SELECTED EXTRACT:

How to build a local EDB Red Hat repository without direct internet access

If you are installing EDB on RHEL7 machines, RPMs are the way to go.  

There are many, many reasons for this, a few of which are:

  • It's the standard way to install on RHEL derivatives
  • It uses consistent installation paths
  • It's easily integrated into Puppet, Chef, and other provisioning tools
  • Updating is as simple as "yum update" rather than finding and downloading individual installers
  • Some products are only available via RPMs
  • RPMs leverage OS dependencies for things like OpenSSL meaning that you don't have to wait for EDB to patch Postgres in order to get an OpenSSL patch - if you install with RPMs.  If you install any other way, we bundle OpenSSL and you'll need to get those patches from us which is not the most efficient way.
  • And many other reasons…

But, many of our customers (government, financial, and others) run their databases on machines that can not reach out to the internet, so they can't get patches from http://yum.enterprisedb.com.  So, what are they to do?  
 
It turns out that there is an easy and elegant way to address this, and it involves these steps:

  1. Clone the EDB YUM repositories (the example below will do this with createrepo)
  2. Copy that clone to your disconnected machines (via one-way transfer, sneakernet, whatever options you have)
  3. Setup a local EDB YUM repository, or repo, on that disconnected network as a file based local repository (good for a small number of machines)
  4. Note: The OS flavour on source and target machines should be the same otherwise some package level dependencies might not be resolved.

Let's get started!
 
Steps (run as sudoer for security):

### Install the EDB repo file locally as a sudoer
[sudoer@{source_server} ~]$ sudo yum install https://yum.enterprisedb.com/edbrepos/edb-repo-latest.noarch.rpm -y
 
### Export the variables used during the build, adjusting <yumuser> and <yumpassword> as
### appropriate (these should not be run as sudo)

Dataset rows on where objects appear:
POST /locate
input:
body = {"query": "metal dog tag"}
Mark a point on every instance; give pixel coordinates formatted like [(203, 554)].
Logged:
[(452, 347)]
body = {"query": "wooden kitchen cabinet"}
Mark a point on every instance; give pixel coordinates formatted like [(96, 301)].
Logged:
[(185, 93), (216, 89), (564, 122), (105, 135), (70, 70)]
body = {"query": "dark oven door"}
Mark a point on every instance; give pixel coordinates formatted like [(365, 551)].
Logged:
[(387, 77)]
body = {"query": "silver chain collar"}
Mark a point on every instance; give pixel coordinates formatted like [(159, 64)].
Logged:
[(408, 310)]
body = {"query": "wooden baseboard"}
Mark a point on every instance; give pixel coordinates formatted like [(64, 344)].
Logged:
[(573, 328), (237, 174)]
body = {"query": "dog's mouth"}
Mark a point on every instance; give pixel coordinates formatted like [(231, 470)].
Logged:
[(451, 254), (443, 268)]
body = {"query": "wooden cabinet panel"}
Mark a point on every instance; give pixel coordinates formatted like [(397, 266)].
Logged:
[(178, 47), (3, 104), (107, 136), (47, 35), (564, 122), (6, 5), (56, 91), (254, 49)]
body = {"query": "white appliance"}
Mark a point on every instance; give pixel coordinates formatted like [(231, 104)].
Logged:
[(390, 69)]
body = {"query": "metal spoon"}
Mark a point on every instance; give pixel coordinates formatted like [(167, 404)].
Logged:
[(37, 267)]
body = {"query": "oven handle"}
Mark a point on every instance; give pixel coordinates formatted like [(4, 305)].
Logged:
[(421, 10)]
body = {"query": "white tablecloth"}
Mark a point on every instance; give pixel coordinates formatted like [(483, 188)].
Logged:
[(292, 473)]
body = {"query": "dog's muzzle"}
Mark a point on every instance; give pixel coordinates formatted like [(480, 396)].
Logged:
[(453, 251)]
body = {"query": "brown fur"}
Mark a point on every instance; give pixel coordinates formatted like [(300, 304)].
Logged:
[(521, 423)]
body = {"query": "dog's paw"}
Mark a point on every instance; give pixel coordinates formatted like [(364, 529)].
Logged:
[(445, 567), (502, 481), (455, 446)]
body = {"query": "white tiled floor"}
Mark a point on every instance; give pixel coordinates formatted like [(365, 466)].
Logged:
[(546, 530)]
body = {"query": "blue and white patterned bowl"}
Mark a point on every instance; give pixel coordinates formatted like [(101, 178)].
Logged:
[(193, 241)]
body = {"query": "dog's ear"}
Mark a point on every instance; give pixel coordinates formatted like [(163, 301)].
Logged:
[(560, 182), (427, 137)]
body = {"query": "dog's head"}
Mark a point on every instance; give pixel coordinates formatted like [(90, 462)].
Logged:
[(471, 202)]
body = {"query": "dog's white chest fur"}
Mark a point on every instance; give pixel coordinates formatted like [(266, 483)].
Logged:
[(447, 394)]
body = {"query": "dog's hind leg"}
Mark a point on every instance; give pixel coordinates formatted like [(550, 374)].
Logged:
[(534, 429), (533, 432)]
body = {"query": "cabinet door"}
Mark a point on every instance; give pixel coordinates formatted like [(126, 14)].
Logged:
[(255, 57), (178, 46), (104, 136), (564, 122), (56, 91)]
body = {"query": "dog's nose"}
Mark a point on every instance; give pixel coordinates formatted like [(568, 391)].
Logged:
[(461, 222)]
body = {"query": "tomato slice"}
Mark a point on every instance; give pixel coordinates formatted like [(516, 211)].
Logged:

SET TASKS:
a) From the guide to building a local EDB repository, return the passage that opens with the words containing "3. Setup a local" and closes with "Let's get started!".
b) In the guide to building a local EDB repository, which tool does the example use to clone the EDB YUM repositories?

ANSWERS TO THE EXERCISE:
a)
3. Setup a local EDB YUM repository, or repo, on that disconnected network as a file based local repository (good for a small number of machines)
  4. Note: The OS flavour on source and target machines should be the same otherwise some package level dependencies might not be resolved.

Let's get started!

b) createrepo